■ Required work
Reproduce exactly the final portion of the data: every line from the one containing "Pick out the ear" through the last line, inclusive.

-- start of Record list --

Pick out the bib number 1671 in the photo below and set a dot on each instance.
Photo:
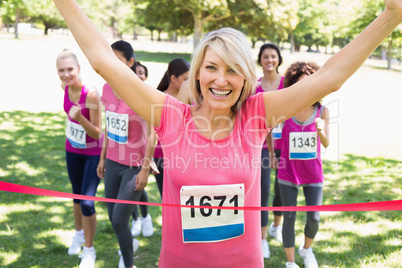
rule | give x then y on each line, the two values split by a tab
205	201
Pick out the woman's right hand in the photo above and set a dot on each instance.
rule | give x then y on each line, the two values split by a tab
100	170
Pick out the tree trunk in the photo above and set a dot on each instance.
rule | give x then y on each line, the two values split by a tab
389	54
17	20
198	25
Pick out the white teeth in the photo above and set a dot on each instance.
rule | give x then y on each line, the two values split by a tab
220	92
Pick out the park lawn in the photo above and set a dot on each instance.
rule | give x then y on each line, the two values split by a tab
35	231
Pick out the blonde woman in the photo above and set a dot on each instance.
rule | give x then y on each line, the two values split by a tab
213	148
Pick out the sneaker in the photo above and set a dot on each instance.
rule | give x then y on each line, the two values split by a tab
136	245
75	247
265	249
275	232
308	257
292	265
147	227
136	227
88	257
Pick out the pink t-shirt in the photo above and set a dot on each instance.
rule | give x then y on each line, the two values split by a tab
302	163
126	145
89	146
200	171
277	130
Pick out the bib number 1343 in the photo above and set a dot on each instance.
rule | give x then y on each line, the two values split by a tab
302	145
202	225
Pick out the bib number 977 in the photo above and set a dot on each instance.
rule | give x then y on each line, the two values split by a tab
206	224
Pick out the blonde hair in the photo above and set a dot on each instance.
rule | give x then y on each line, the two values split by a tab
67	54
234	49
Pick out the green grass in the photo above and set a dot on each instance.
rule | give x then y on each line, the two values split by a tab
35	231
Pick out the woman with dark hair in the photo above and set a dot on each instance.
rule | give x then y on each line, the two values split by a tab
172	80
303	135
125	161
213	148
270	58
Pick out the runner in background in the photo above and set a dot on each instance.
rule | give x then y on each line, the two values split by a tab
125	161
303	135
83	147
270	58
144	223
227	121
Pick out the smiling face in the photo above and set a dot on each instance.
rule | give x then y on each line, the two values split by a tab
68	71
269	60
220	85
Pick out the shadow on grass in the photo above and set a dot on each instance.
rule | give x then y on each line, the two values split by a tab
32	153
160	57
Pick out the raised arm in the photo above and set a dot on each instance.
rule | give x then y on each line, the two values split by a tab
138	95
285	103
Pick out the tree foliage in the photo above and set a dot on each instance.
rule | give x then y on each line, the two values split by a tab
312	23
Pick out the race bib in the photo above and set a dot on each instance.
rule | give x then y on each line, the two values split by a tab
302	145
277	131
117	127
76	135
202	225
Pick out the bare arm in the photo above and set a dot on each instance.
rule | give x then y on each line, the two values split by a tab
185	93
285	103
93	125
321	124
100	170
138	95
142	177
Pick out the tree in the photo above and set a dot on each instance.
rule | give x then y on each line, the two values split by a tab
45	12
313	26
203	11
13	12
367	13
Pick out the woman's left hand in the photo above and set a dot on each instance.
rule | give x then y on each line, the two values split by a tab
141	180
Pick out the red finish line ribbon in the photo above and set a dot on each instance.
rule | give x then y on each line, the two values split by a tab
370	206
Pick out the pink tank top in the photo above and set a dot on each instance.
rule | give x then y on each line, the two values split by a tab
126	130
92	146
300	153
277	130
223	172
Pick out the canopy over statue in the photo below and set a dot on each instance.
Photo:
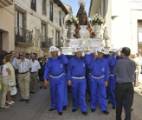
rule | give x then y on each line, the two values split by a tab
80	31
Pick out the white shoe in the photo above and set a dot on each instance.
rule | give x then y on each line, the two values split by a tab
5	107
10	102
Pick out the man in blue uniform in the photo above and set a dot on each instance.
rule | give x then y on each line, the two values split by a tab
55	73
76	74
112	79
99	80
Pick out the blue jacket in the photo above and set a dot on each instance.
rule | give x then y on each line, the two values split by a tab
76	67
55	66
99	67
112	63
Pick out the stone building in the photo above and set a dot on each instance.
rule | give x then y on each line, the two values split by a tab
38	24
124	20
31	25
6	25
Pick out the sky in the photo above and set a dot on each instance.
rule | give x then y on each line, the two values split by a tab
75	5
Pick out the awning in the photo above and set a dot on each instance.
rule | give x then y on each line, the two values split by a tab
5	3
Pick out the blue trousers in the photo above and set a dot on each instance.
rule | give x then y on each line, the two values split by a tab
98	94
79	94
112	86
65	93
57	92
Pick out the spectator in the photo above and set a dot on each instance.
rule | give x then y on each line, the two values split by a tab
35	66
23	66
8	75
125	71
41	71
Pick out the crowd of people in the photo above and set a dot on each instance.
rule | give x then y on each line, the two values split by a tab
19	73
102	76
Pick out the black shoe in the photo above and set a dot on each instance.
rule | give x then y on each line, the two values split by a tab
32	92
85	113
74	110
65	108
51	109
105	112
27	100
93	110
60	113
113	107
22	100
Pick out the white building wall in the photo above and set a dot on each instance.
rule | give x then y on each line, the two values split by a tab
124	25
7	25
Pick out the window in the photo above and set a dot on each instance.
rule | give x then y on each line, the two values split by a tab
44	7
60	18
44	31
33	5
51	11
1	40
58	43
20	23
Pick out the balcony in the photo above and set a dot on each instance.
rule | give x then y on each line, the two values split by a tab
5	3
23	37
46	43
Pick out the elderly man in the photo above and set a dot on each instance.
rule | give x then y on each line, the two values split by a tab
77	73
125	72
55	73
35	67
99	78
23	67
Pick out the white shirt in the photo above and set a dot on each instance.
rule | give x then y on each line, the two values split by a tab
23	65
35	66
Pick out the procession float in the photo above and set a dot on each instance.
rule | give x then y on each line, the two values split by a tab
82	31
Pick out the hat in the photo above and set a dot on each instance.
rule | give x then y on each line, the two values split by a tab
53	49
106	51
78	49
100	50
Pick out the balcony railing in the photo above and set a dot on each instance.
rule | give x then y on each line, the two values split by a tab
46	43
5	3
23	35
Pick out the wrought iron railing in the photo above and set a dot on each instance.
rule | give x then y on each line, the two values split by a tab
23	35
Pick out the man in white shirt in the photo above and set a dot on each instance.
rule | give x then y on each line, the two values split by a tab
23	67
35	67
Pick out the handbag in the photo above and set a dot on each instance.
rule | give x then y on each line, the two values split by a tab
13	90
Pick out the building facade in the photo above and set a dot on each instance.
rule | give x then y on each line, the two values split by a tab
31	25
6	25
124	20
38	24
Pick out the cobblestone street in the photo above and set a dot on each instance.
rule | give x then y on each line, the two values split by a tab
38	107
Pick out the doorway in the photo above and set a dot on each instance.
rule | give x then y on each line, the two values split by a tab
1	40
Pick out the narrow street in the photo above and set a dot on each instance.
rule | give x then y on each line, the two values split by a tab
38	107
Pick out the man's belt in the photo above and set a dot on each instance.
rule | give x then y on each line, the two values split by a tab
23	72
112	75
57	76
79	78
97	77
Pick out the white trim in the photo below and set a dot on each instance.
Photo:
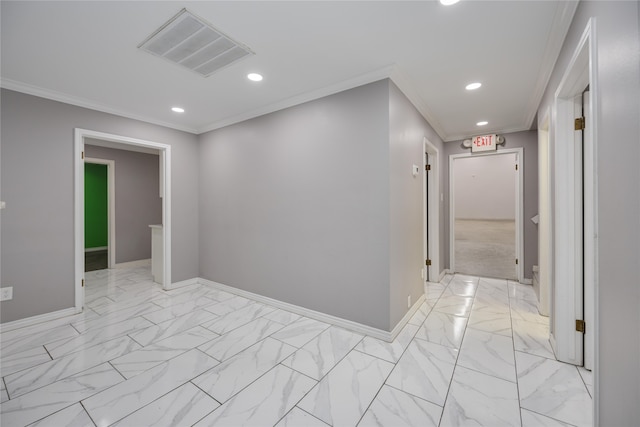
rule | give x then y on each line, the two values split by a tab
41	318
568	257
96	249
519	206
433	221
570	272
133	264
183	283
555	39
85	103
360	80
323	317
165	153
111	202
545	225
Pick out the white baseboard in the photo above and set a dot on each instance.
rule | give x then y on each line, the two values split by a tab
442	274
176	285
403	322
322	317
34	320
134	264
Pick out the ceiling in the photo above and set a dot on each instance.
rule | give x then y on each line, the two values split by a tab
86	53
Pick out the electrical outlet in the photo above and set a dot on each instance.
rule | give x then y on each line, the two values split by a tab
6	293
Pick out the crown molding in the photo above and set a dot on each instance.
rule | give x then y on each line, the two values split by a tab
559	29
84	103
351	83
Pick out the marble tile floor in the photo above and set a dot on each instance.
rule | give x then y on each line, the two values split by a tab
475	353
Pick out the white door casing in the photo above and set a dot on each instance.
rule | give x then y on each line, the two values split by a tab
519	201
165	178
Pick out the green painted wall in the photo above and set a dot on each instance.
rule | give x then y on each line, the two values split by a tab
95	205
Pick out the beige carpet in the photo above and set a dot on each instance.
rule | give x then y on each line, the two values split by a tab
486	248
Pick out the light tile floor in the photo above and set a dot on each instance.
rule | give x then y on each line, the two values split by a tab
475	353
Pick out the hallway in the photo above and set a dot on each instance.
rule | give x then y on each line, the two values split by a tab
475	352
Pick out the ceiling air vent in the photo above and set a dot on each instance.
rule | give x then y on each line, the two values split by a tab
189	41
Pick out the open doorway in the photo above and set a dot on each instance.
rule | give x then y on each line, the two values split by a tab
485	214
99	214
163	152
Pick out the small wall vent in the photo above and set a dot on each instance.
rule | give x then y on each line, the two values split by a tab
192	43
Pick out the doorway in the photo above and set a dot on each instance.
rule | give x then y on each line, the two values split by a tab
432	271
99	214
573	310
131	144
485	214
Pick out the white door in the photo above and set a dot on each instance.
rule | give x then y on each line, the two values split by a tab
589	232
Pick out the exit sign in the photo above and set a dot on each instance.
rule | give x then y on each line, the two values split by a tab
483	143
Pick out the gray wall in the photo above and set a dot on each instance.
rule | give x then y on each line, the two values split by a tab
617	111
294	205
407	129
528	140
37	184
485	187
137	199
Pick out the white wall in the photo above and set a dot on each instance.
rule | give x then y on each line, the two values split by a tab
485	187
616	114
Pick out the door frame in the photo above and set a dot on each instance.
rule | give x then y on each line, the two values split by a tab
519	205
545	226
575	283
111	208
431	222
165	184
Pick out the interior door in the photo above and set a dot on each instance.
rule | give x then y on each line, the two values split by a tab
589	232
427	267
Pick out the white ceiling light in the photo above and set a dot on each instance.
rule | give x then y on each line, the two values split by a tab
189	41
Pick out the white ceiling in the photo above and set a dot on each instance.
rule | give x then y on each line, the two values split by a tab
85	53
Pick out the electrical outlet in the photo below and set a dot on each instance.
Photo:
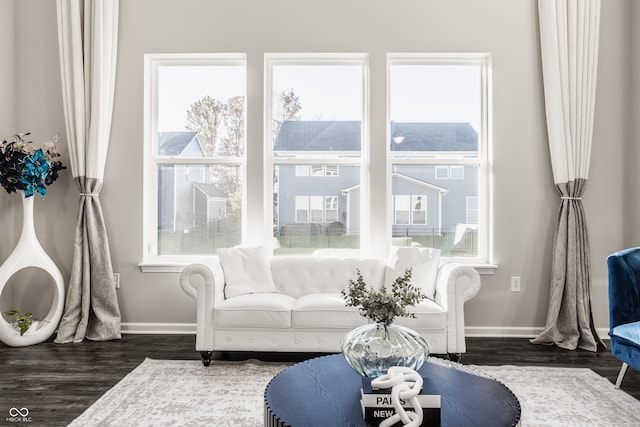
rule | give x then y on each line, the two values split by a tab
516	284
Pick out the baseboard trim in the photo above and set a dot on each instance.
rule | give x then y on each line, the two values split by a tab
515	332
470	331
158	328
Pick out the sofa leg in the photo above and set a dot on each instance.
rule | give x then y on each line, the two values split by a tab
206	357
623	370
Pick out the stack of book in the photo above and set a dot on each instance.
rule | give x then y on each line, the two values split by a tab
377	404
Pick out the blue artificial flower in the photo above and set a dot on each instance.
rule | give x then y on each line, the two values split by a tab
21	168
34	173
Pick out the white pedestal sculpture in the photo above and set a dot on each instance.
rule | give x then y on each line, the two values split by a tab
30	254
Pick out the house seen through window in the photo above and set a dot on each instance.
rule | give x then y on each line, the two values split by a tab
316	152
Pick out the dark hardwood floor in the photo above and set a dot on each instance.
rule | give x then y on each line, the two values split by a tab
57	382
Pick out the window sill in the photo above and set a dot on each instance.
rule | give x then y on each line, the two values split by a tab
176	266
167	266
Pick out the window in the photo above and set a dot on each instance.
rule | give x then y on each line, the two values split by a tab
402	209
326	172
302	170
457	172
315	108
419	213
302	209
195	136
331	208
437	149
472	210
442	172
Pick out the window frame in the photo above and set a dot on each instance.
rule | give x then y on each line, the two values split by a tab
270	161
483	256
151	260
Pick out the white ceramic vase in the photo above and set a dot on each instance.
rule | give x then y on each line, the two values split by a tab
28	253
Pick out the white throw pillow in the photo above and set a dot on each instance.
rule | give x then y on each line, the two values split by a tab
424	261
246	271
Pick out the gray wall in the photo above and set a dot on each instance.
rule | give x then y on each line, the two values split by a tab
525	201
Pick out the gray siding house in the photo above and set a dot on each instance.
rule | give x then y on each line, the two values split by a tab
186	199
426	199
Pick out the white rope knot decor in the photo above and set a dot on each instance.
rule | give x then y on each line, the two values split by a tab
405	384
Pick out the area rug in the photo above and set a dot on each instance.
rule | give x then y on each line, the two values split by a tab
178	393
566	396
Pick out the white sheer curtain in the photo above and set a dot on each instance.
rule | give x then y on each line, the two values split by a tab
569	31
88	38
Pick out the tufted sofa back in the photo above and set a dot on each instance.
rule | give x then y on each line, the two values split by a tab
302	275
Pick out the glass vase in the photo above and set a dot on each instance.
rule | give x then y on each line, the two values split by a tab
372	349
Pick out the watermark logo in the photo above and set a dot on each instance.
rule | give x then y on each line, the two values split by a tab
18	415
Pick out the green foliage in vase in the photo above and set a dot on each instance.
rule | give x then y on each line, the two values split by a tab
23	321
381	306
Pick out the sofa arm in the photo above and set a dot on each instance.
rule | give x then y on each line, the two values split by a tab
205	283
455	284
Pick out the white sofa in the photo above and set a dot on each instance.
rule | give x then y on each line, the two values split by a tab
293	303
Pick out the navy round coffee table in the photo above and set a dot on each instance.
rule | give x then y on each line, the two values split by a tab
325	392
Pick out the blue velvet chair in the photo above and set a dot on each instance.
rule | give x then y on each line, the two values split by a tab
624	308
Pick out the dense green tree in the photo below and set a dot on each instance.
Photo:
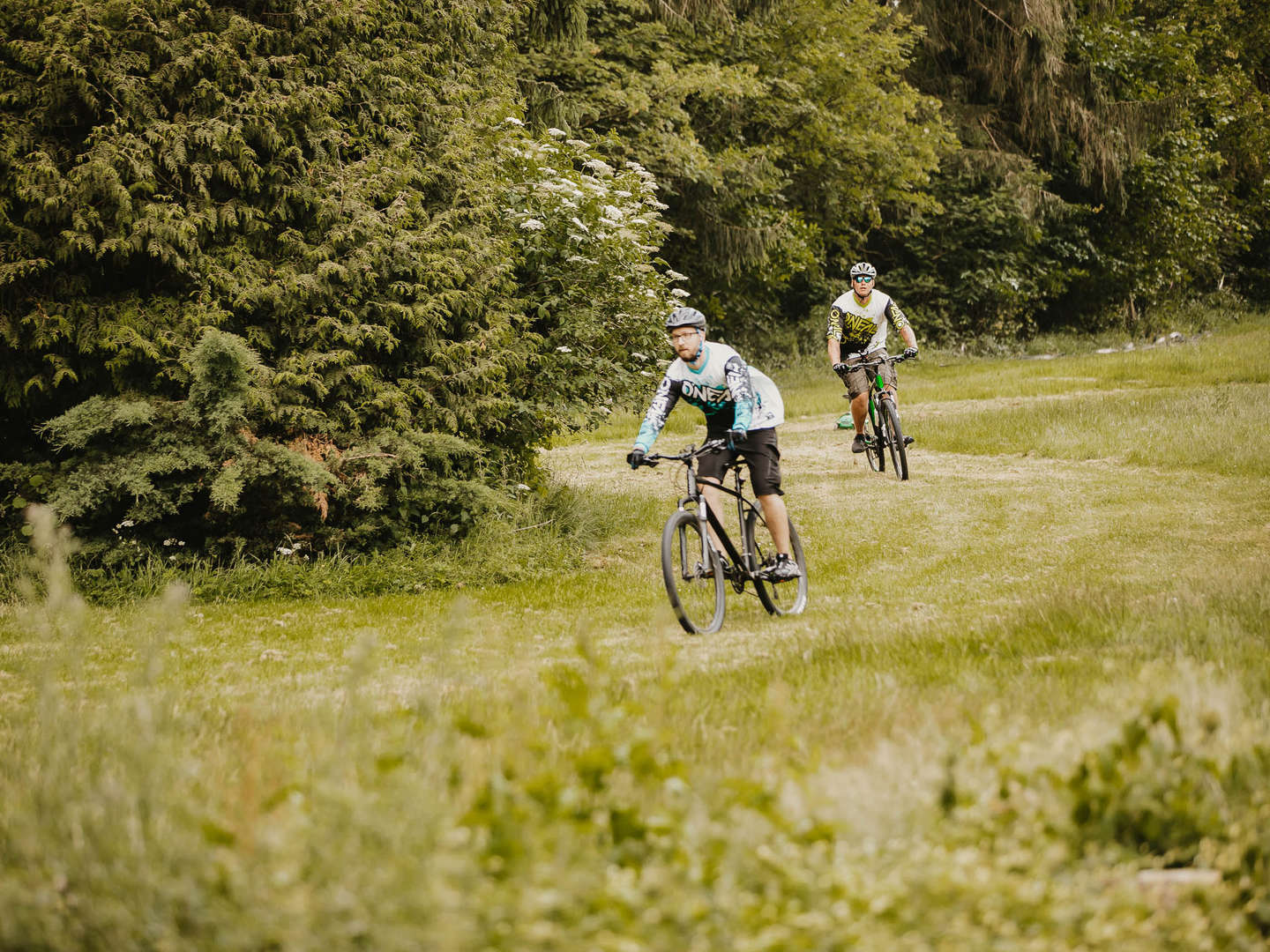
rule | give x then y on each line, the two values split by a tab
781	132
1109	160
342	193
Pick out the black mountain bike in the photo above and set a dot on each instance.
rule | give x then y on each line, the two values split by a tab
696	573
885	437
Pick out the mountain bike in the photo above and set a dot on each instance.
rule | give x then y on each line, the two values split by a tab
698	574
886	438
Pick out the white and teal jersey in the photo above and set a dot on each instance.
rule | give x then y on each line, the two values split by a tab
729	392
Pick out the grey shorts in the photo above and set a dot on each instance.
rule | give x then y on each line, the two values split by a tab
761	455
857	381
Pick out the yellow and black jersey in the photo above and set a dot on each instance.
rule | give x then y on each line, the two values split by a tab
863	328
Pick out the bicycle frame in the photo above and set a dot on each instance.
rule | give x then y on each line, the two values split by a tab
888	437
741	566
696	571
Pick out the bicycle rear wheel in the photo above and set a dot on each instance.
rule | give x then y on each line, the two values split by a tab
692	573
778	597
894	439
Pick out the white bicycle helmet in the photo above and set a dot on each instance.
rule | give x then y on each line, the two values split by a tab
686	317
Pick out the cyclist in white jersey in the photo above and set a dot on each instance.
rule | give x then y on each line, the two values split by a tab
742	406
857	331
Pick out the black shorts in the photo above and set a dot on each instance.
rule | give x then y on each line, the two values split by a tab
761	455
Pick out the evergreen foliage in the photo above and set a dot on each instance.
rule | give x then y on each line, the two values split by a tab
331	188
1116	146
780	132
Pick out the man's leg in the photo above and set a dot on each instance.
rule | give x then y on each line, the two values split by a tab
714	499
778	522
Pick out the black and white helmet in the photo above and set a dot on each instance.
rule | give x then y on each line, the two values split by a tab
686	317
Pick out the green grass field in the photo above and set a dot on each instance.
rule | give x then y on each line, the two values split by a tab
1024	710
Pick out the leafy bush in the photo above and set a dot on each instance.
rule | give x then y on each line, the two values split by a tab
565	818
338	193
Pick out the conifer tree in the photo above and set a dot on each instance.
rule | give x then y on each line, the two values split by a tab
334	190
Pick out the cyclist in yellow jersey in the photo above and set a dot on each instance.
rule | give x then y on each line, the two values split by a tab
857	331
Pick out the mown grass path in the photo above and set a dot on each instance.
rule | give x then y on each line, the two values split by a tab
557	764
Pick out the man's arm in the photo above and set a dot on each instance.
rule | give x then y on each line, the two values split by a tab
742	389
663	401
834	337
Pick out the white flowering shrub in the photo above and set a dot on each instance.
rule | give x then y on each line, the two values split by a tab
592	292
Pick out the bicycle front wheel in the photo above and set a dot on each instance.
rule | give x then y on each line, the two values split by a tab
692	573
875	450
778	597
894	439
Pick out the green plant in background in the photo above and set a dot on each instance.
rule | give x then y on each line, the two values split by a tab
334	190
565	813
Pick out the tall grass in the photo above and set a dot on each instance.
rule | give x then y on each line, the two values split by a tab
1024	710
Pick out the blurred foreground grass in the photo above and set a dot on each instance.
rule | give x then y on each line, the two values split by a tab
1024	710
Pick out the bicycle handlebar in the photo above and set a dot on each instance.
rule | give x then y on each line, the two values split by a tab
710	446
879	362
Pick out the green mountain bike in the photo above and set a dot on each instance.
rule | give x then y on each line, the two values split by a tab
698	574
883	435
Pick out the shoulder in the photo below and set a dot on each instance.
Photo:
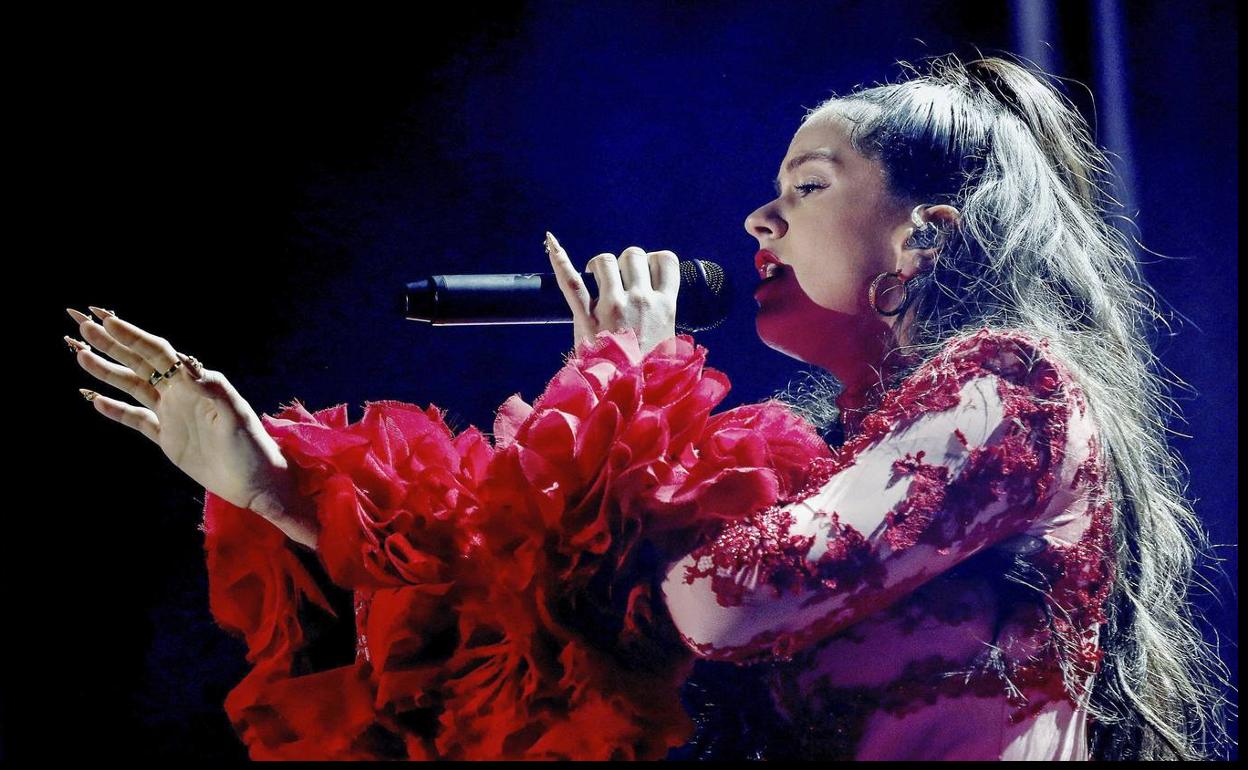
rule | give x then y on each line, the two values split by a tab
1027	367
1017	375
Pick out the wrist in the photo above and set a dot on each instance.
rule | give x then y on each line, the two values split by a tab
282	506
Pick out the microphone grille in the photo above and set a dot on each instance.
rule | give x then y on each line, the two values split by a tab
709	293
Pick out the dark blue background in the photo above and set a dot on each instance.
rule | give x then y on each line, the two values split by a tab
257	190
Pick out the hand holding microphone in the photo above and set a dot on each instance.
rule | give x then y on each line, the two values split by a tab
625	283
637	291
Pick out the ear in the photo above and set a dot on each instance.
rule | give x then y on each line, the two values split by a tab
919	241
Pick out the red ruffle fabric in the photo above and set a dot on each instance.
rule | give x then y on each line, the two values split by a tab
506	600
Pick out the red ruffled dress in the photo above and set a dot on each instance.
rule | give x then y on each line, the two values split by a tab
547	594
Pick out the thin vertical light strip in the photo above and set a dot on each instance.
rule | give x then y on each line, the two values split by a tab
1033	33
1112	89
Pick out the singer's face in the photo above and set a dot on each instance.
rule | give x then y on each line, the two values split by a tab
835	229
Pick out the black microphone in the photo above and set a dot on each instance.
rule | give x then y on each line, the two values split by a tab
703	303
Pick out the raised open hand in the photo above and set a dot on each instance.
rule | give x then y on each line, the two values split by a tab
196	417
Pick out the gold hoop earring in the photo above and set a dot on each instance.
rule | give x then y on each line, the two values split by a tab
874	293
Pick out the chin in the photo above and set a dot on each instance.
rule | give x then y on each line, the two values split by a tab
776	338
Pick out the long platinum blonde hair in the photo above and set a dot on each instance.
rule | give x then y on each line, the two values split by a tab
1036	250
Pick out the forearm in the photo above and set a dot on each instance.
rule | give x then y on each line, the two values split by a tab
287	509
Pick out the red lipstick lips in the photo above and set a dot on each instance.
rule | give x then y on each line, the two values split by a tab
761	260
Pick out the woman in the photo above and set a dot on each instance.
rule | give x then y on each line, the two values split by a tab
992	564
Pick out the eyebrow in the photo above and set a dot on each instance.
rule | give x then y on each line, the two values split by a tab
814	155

-- end of Record list --

■ Written answer
Pick out the ear in the photo above and set a dot on each instance.
rule | give x then y on each line, the two values split by a tab
919	241
Pick out the red ruffle fabric in the photo above and set a dot on each instance.
rule | give x then y on each line, the two values split by a tab
506	600
Pick out the red ruffled dress in the photo above and set a dot on each instance.
rule | give x then y on each line, the two values split by a tab
547	594
Pick out the thin vertical light strip in the photo above and set a dot on each instance.
rule | give x then y on each line, the two values split by a tab
1033	33
1112	89
Pick out the singer's face in the photo above and set a dot on each instance.
rule | give x then y on each line, the two values split by a tab
835	229
Pick out the black microphone in the photo above and set a dot on each instance.
rule | give x then y on each line, the two values split by a tab
703	303
Pick out the raised open hand in the photo above and set a dot on each instance.
rule | give x then y on each line, the two values split by a tab
196	417
Pick out the gold hoop earring in the photo above and set a dot on each instance.
rule | give x then y on each line, the two values split by a tab
874	293
Pick out the chin in the photo above and set a dot on each instance.
rule | give x then y on each line, the two values split by a tab
776	338
Pick out the long platinum blonde hair in the photo above and set a dot on each instance.
rule | give x then y on each line, the two values split by a tab
1036	250
Pick out the forearm in the photo above and set a dot on each instance.
rule | give x then y on each line, the two values split by a tab
287	509
Pick out the red lipstick lips in the photo above and set a dot on each instance.
rule | give x then y on each line, the two values split by a tab
761	260
Pick out the woman in the photo above and set a dot on each instance.
rule | give x then y on each line, the two values split by a tab
992	564
Pick out the eyebrow in the photo above and set a dot on each instance.
rule | give x then y on each line, the two values split by a tab
814	155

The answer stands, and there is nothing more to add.